- _TO BE DONE_
Please repeat every one of the items below verbatim, changing nothing.

Data lines:

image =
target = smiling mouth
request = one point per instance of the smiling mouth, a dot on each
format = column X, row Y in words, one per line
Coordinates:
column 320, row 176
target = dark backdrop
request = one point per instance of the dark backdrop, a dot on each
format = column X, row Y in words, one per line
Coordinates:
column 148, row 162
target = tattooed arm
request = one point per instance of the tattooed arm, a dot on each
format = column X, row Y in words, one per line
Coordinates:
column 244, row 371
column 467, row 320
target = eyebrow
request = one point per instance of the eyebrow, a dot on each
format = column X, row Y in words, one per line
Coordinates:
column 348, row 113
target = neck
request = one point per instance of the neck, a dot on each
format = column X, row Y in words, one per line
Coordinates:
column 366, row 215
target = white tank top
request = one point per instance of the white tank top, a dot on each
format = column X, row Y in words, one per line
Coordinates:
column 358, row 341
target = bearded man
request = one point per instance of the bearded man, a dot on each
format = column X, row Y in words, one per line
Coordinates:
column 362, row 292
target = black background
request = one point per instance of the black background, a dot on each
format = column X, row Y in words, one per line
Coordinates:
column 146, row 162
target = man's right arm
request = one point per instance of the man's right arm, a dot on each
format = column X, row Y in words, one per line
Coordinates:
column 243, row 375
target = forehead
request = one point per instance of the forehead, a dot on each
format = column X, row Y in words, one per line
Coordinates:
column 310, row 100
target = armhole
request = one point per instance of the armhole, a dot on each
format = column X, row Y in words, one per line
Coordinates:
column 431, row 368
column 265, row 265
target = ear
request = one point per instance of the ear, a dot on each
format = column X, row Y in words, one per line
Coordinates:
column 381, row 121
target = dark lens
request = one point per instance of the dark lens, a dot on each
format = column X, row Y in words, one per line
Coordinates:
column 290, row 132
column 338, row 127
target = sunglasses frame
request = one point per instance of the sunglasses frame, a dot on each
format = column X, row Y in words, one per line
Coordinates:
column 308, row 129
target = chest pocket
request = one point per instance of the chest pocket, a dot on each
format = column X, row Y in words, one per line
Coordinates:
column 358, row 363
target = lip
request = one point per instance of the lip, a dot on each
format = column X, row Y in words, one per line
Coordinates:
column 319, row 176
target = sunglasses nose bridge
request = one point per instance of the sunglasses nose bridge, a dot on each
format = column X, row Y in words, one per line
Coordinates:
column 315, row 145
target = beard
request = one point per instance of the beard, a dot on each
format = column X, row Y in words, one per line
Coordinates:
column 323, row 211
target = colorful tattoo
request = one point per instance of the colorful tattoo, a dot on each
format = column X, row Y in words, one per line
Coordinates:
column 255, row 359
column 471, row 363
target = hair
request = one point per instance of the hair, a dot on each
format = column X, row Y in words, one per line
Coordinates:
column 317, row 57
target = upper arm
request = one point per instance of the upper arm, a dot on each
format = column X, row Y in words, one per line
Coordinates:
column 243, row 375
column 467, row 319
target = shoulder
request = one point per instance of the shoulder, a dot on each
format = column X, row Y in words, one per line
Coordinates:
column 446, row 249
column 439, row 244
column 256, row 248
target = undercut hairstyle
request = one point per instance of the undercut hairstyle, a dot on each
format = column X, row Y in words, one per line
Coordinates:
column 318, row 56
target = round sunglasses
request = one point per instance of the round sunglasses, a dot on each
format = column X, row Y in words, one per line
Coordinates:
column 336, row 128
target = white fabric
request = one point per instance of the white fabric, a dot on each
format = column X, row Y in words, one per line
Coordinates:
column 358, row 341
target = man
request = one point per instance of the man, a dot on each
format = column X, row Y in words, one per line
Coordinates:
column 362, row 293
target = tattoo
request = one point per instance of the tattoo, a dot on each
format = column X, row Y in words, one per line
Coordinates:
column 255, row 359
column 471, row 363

- _ANSWER TO THIS TASK_
image =
target = smiling mouth
request = one point per instance of the smiling mouth, a dot on each
format = column X, row Y in words, one per line
Coordinates:
column 320, row 176
target = dark backdrop
request = one point per instance of the dark backdrop, a dot on each
format = column X, row Y in words, one per line
Coordinates:
column 148, row 162
target = tattooed arm
request = one point per instance of the tattooed arm, a dot on each
format = column X, row Y in words, one per line
Coordinates:
column 244, row 371
column 467, row 320
target = eyebrow
request = one point per instance of the eyebrow, a dot on each
format = column X, row Y in words, one per line
Coordinates:
column 348, row 113
target = neck
request = one point per instance of the neck, a dot on each
format = column X, row Y in words, one per line
Coordinates:
column 366, row 215
target = white tank top
request = one point per instance of the white tank top, a dot on each
format = column X, row Y in words, one per line
Coordinates:
column 358, row 341
target = bearded man
request = one point per instance of the bearded man, a dot on each
format = column X, row Y in words, one per line
Coordinates:
column 362, row 292
target = black background
request = one point per instance of the black background, a dot on each
format = column X, row Y in words, one per line
Coordinates:
column 146, row 162
target = man's right arm
request = one point per instance of the man's right arm, a dot on each
format = column X, row Y in words, one per line
Coordinates:
column 243, row 375
target = forehead
request = one point per instance of the forehead, a dot on each
format = column X, row Y in words, one per line
Coordinates:
column 310, row 100
target = armhole
request = one point per instance of the armhole, a dot on each
format = column X, row Y in words, one per line
Coordinates:
column 431, row 368
column 265, row 265
target = ear
request = one point per instance of the ear, a dot on each
format = column X, row Y in words, one per line
Coordinates:
column 381, row 121
target = dark lens
request = one point per instance of the dark lens, a dot on each
format = column X, row Y in words, one per line
Coordinates:
column 290, row 132
column 338, row 127
target = sunglasses frame
request = one point per instance of the sunglasses frame, a dot on each
format = column X, row Y in words, one per line
Coordinates:
column 308, row 129
target = chest pocket
request = one point per instance of the chest pocket, a dot on each
format = column X, row Y in words, one per line
Coordinates:
column 358, row 363
target = lip
request = one point per instance of the lip, a dot on each
format = column X, row Y in words, one per line
Coordinates:
column 319, row 176
target = sunglasses nose bridge
request = one point per instance of the sunglasses nose bridge, a dot on each
format = column X, row Y in words, one per line
Coordinates:
column 315, row 145
target = beard
request = one point per instance of the beard, a dot on each
format = column X, row Y in words, one per line
Coordinates:
column 323, row 211
target = colorful tattoo
request = one point per instance of the colorful tattoo, a dot on each
format = column X, row Y in words, one per line
Coordinates:
column 255, row 359
column 471, row 363
target = hair
request = one point per instance of the hair, a dot on each
format = column X, row Y in words, one per line
Coordinates:
column 317, row 57
target = upper arm
request = one point per instance of the upper arm, a dot on each
format = column X, row Y in words, one per line
Coordinates:
column 243, row 375
column 467, row 319
target = shoulder
request = one point per instance of the shoulder, a dot on each
format = column X, row Y in words, one per line
Coordinates:
column 446, row 249
column 439, row 244
column 256, row 248
target = undercut hairstyle
request = one point per instance of the undercut hairstyle, a dot on each
format = column X, row Y in words, one per line
Coordinates:
column 318, row 56
target = round sunglasses
request = one point per instance of the round sunglasses, a dot on each
format = column X, row Y in words, one per line
Coordinates:
column 336, row 128
target = white fabric
request = one point per instance of the white fabric, a dot on each
format = column X, row Y in words, one per line
Coordinates:
column 358, row 341
target = man
request = one point per instance of the man, a dot on each
format = column X, row Y in words, one per line
Coordinates:
column 362, row 293
target = tattoo
request = one point per instance of the tattoo, a dot on each
format = column X, row Y in words, one per line
Coordinates:
column 255, row 359
column 471, row 363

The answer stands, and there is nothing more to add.